*Material for this exercise*:
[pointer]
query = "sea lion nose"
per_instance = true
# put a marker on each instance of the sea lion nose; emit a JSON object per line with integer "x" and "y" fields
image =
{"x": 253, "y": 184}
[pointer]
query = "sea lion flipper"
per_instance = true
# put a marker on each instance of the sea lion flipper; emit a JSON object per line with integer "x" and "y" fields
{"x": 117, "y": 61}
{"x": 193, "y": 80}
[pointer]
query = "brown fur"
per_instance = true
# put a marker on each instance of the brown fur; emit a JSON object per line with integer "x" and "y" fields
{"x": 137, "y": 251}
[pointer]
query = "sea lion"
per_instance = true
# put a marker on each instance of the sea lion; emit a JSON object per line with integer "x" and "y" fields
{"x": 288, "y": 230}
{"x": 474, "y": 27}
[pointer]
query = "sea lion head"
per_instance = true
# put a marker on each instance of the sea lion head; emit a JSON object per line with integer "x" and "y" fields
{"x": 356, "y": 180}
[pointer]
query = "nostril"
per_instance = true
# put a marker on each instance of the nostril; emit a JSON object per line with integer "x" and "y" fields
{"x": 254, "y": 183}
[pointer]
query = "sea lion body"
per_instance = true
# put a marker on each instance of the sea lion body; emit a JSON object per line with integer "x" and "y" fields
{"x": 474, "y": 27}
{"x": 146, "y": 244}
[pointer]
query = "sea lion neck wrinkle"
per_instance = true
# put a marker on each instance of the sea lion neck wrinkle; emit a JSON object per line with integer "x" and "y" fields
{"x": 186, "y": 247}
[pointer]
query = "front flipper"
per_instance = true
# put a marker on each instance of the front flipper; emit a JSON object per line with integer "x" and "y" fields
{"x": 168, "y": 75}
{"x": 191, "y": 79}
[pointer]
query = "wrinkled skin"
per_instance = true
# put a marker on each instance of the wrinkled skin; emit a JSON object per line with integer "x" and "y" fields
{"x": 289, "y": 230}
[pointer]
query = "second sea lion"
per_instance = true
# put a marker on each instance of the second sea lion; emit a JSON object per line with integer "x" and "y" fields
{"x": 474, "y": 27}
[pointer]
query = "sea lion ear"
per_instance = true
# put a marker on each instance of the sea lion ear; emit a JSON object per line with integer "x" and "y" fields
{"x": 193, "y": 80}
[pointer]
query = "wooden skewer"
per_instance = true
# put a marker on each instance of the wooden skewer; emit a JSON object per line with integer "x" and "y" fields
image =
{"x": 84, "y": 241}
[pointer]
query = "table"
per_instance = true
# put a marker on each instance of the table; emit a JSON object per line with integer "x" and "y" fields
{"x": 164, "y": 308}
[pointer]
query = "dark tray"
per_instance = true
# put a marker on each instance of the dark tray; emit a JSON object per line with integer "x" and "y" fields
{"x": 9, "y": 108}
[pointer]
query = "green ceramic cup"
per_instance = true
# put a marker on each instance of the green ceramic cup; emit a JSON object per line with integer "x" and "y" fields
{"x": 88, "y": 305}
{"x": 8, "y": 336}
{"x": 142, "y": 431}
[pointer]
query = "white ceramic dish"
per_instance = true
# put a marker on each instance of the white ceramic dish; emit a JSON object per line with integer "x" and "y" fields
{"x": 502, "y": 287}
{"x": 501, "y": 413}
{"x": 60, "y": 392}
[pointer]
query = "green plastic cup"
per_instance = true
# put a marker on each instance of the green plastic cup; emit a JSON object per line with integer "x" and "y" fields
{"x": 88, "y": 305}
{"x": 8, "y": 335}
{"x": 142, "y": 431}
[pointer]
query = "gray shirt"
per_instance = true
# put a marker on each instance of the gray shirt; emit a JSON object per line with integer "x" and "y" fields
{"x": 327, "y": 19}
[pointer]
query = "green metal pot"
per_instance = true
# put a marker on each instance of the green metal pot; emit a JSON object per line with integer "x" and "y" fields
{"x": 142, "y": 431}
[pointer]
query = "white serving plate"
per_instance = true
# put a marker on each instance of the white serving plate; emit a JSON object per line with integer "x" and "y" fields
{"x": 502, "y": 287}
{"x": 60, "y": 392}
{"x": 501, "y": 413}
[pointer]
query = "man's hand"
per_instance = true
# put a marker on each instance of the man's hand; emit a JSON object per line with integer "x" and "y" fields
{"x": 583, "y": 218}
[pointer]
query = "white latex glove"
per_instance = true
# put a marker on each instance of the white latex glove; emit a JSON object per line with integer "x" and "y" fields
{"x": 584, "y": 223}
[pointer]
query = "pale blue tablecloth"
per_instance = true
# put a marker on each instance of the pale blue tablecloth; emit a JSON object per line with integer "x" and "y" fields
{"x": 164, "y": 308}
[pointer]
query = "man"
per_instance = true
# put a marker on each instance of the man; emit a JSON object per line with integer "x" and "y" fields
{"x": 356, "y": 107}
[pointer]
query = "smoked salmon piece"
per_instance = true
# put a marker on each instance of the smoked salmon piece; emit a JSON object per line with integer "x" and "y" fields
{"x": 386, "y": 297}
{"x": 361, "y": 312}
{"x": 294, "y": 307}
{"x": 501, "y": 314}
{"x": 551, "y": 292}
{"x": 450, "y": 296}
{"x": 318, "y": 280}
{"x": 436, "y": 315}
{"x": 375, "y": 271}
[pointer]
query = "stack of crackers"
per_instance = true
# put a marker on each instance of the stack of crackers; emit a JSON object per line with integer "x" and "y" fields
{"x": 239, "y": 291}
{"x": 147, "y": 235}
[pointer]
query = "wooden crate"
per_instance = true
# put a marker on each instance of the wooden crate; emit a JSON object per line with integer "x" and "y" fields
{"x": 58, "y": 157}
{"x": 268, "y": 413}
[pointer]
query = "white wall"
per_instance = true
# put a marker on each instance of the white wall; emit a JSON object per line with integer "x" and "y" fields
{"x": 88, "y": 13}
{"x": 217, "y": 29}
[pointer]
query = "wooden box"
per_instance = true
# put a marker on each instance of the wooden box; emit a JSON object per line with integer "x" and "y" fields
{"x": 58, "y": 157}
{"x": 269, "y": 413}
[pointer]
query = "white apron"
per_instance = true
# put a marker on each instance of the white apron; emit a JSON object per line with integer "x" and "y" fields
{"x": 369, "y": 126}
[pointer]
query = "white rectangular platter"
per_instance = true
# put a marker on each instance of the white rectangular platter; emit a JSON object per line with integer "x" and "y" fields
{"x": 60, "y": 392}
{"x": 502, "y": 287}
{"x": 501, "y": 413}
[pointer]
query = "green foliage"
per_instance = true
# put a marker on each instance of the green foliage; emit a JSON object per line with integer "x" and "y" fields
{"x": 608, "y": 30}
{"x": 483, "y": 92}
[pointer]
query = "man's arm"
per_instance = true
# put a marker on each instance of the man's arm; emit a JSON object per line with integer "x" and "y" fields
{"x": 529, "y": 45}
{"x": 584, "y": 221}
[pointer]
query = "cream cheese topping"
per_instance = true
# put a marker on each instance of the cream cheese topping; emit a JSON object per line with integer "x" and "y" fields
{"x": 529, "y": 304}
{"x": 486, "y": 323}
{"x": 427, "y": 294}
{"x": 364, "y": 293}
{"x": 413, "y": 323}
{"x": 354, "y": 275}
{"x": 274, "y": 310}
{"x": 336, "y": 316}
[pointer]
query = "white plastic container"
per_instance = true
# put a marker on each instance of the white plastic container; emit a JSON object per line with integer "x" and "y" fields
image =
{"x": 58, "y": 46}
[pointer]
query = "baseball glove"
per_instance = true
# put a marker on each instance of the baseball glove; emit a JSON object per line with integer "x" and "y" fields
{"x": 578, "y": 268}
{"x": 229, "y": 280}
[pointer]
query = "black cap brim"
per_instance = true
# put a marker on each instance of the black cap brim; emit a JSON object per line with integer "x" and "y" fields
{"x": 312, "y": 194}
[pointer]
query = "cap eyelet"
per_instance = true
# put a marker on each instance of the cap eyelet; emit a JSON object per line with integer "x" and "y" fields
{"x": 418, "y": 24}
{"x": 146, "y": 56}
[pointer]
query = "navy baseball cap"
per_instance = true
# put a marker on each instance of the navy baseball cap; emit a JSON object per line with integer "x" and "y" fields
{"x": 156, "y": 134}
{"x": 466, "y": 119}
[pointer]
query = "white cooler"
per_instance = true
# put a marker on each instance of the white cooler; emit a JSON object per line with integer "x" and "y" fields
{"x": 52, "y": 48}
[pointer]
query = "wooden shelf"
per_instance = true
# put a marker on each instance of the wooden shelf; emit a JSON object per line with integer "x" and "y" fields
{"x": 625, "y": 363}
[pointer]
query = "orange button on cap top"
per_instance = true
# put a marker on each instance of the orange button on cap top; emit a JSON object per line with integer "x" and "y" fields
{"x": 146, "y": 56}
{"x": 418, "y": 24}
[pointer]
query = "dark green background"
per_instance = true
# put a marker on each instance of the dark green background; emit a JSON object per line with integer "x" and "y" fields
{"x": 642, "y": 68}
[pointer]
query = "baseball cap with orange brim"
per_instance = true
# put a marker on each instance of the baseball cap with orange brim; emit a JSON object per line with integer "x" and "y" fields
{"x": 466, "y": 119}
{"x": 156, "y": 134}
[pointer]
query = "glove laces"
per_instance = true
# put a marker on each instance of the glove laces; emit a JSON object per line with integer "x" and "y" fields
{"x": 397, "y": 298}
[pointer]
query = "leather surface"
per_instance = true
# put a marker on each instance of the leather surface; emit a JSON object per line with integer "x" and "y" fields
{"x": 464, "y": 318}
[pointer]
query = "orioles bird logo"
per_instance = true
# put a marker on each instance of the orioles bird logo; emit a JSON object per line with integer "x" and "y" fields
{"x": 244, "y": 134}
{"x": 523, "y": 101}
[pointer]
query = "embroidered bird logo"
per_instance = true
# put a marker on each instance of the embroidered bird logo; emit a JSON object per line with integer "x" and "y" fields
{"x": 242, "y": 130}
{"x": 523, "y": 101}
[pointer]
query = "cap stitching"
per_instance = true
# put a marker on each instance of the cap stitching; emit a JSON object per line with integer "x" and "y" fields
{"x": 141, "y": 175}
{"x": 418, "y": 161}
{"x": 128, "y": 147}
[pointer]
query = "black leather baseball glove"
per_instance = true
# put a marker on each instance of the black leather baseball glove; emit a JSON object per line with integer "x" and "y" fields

*Work required*:
Which lines in the entries above contain the string "piece" with matching case? Pick out each of those lines and copy it.

*Complete answer*:
query = "smoked salmon piece"
# put a marker on each instance of the smoked salmon piece; emit a JSON object per line with integer "x" and "y" fields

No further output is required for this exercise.